▶ **SET OF TASKS**:
#1 Transcribe the part of the CoreML Execution Provider page starting at "The CoreML Execution Provider enables" and ending at "optimized CPU execution.".
#2 Pick up the CoreML Execution Provider page after its last line and keep writing it.

▶ **EXCERPTED PASSAGE**:
BEGIN

CoreML Execution Provider

The CoreML Execution Provider enables hardware-accelerated inference on Apple devices by leveraging Core ML, Apple’s machine learning framework. It provides access to the Apple Neural Engine (ANE), GPU, and optimized CPU execution.

When to Use CoreML EP

Use the CoreML Execution Provider when:

You’re deploying on iOS, iPadOS, or macOS devices
You want to leverage the Apple Neural Engine for maximum efficiency
You need low-power inference on mobile devices
You’re building apps for iPhone, iPad, Mac, Apple Watch, or Apple TV
You want native Apple Silicon (M1/M2/M3) optimization

Key Features

Apple Neural Engine: Dedicated hardware for ML inference (16-core on A14+, M1+)

END

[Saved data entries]

BEGIN

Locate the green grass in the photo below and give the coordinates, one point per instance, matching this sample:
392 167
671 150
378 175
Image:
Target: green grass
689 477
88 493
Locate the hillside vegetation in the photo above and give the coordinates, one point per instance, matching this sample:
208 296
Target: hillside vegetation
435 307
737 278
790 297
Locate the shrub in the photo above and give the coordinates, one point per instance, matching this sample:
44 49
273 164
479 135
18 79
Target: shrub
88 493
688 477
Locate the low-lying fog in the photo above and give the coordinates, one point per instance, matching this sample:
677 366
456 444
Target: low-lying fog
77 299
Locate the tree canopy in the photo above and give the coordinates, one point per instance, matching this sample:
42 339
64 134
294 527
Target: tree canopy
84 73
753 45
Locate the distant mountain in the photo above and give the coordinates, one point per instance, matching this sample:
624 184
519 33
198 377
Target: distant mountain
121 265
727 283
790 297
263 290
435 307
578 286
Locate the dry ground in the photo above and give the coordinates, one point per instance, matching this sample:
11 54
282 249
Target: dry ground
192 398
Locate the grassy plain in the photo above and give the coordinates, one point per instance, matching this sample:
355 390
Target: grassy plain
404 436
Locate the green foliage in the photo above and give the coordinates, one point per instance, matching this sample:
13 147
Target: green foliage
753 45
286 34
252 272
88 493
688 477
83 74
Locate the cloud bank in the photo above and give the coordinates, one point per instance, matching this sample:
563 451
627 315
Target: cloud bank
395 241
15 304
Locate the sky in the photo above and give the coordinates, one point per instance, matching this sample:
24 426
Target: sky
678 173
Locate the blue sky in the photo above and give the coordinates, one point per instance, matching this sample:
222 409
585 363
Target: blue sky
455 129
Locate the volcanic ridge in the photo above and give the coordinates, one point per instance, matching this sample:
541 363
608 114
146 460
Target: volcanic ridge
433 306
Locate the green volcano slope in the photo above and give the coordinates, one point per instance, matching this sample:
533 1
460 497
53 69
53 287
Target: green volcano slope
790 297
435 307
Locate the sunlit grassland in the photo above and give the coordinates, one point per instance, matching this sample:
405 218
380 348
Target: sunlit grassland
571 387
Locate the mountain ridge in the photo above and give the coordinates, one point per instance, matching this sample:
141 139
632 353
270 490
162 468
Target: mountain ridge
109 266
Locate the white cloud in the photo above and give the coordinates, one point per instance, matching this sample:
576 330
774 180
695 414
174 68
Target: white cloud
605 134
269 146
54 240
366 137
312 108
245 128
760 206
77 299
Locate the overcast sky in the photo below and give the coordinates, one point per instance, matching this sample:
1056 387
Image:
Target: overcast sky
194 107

END

▶ **ANSWERS PROVIDED**:
#1
The CoreML Execution Provider enables hardware-accelerated inference on Apple devices by leveraging Core ML, Apple’s machine learning framework. It provides access to the Apple Neural Engine (ANE), GPU, and optimized CPU execution.

#2
Multi-Compute: Automatic dispatch to ANE, GPU, or CPU
Low Power: Optimized for battery life on mobile devices
Native Integration: Seamless integration with Apple ecosystem
ML Program: Support for latest Core ML features (iOS 15+)

Prerequisites

Hardware Requirements

iOS/iPadOS:

iPhone 8 and newer (A11 Bionic+) - Basic support
iPhone 12 and newer (A14+) - Full ANE support
iPad Pro 2018 and newer

macOS:

Mac with Apple Silicon (M1/M2/M3/M4) - Best performance
Intel Macs with AMD GPU - Limited support

Other Apple Devices:

Apple Watch Series 4+
Apple TV 4K (2nd gen+)

Software Requirements

iOS/iPadOS: 14.0 or newer (15.0+ recommended for ML Program)
macOS: 11.0 Big Sur or newer (12.0+ recommended)
Xcode: 13.0 or newer
ONNX Runtime Mobile or ONNX Runtime for macOS

Installation

iOS (via CocoaPods)

# Podfile
platform :ios, '14.0'

target 'YourApp' do
  use_frameworks!
  pod 'onnxruntime-objc', '~> 1.17.0'
end

pod install

iOS (via Swift Package Manager)

// Package.swift
dependencies: [
    .package(
        url: "https://github.com/microsoft/onnxruntime-swift-package-manager.git",
        from: "1.17.0"
    )
]

macOS (Python)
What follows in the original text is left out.